Task 1: From the geoengineering emails below, list every type of adverse consequence of deployment named in the parentheses after "possible adverse consequences of deployment".
Task 2: Pick up the geoengineering emails below where they stop and write the next part.

Hello John,

Given - I believe - that neither of us would chose to support the deployment of 
any SRM scheme unless and until: (1) it is globally accepted to be manifestly 
necessary, (2) a comprehensive examination of all possible adverse consequences 
of deployment (meteorological, climatological, hydrological, societal, chemical 
etc etc) has been conducted and deemed by some internationally agreed body to 
be non-existent or negligible, it is not realistic for us to envisage any 
adequately powerful SRM scheme to be deployed within an absolute minimum of 5 
years and more likely 10. With those constraints in mind, I see no reason to 
assume that either of these schemes would be ready for deployment significantly 
earlier or later than the other. (I dont know on what basis you have made your 
judgement as to time-frames). What needs to happen is that a rigorous and 
comprehensive research assessment of all aspects of both schemes (and any other 
promising ones) should be adequately funded immediately. A decision re 
deployment cannot sensibly be made until all the above requirements have been 
met.

Limited-area field-testing designed to better understand the natural phenomena 
involved, to assess the SRM schemes and the technology under development are of 
course an important part of what is required. A little of this has already been 
conducted, in the case of both schemes, largely inadvertently. But the journey 
ahead remains a long one.

Cheers,   John.                          lat...@ucar.edu

Quoting John Nissen <j...@cloudworld.co.uk>:

Hi John,

While I absolutely agree that a joint approach of stratospheric
aerosols and marine cloud brightening would be ideal, I don't believe
we have the luxury of time to wait until the latter is ready for
deployment.

There is a very fundamental difference of view between people in this
group as to the severity of the situation in the Arctic, and hence the
balancing of geoengineering risks against the risks of not
geoengineering.  I find myself at one end of the spectrum, believing
that we are if anything verging on being too late to save catastrophe,
with the sea ice imminent disappearance being a catalyst for the dual
catastrophes of methane release and Greenland ice sheet
disintegration.  I suspect others in this group, perhaps Alan Robock
may be an example, are at the other end of the spectrum, believing
that there is not significant risk of reaching a tipping point in the
Arctic for many decades, and hence emissions reductions should be
given a chance to work.  People at this end of the spectrum would
consider the dangers of geoengineering are inevitably greater than
those of not geoengineering.

However, as David Keith has observed, the more scientists look at the
dangers arising from excess CO2 in the atmosphere and global warming,
the more worried they become.  Many of us have been brought up to
think of this world being created for our benefit, such that it will
continue automatically to look after us, as a benign natural  system.

Provided records:
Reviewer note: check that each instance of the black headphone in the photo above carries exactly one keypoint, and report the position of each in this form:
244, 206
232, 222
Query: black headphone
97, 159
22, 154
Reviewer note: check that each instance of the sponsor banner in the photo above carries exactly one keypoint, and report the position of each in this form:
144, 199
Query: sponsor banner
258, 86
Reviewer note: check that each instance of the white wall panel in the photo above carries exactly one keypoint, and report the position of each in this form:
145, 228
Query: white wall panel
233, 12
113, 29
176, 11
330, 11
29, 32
...
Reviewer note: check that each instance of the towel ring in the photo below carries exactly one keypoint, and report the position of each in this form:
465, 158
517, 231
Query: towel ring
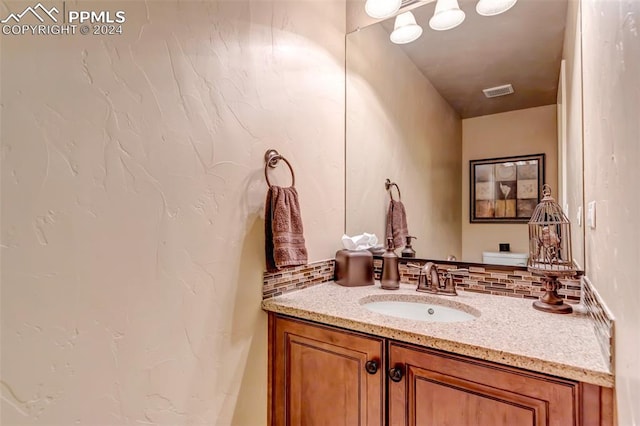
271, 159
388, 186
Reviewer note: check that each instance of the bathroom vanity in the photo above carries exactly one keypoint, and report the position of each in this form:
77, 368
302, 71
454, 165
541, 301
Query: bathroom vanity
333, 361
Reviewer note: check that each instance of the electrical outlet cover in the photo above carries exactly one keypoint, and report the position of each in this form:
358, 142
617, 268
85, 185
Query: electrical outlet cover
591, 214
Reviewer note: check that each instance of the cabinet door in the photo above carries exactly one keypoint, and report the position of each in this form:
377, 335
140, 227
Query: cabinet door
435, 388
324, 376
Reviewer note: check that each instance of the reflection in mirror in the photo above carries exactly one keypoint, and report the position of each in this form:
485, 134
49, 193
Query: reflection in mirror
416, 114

Exercise response 1: meteorological, climatological, hydrological, societal, chemical

Exercise response 2:
Interference with this system invites retribution - and geoengineering
is seen as a dangerous interference.  However there is much evidence
that our civilisation has developed over the past 8000 years with the
climate system precariously balanced between getting too hot (and sea
level rising) and getting too cold (with sea level falling).  There is
the Ruddiman hypothesis, that mankind has emitted just the amount of
greenhouse gases over this period to maintain the precise balance to
allow civilisation to develop.  Furthermore there have been no
super-volcanoes (such as Toba) to upset this balance, although one or
two are now overdue.  Thus it is entirely by luck that our society has
been able to develop - with coal and oil at hand to fuel our growth to
6 billion people, globally trading.  There is absolutely no reason why
this luck should continue.  And we have now upset the balance by
injecting a colossal pulse of CO2 into the atmosphere.

If you start to look at geoengineering from this perspective, you see
it as almost certainly the only way out of the mess we have got
ourselves into.  Certainly emissions reduction has no chance to avoid
catastrophes arising in the Arctic, because of the time-scales
involved.  Since politicians are still being told that emissions
reductions can save the day, I can only assume that their advisers do
not have this perspective on the situation, and do not appreciate the
degree of danger we might be in.

Nobody wants to believe how dangerous the situation might be.  We all
prefer to turn a blind eye to the possibility that our whole
civilisation could collapse.  However Jared Diamond, who has looked
into how past civilisations have collapsed, finds that we are doing
all the wrong things.

So I see SRM with stratospheric (or possibly tropospheric) aerosols
as something we could do very quickly to stave off further retreat of
Arctic sea ice, while we beaver away at getting the Salter ships
afloat and wafting spray into marine clouds.  If I am to feel
reasonably safe for my children, the SRM with aerosols would be be
started this year, to at least to establish an engineering solution
that could be quickly scaled up.

Cheers,

John

---

John Latham wrote:

> *
>   *
>   *
>   *   To:-
>
geoengineering@googlegroups.com,climateintervent...@googlegroups.com
>
> From:- john latham lat...@ucar.edu
>
> Hello All,
>
> Yesterday?s contributions from Alan Robock, Gregory Benford and
> Kelly Wanser are very useful in highlighting a variety of
important,
> delicate and unresolved questions regarding geoengineering,
> especially SRM ideas and polar ice cover. I agree with Kelly that
> although Paul Crutzen?s  stratospheric sulfur idea is the
> long-standing front-runner amongst the SRM schemes and should
> certainly be fully funded for comprehensive examination, the focus
> on it as against other SRM schemes ? especially cloud whitening ?
> has perhaps been somewhat excessive.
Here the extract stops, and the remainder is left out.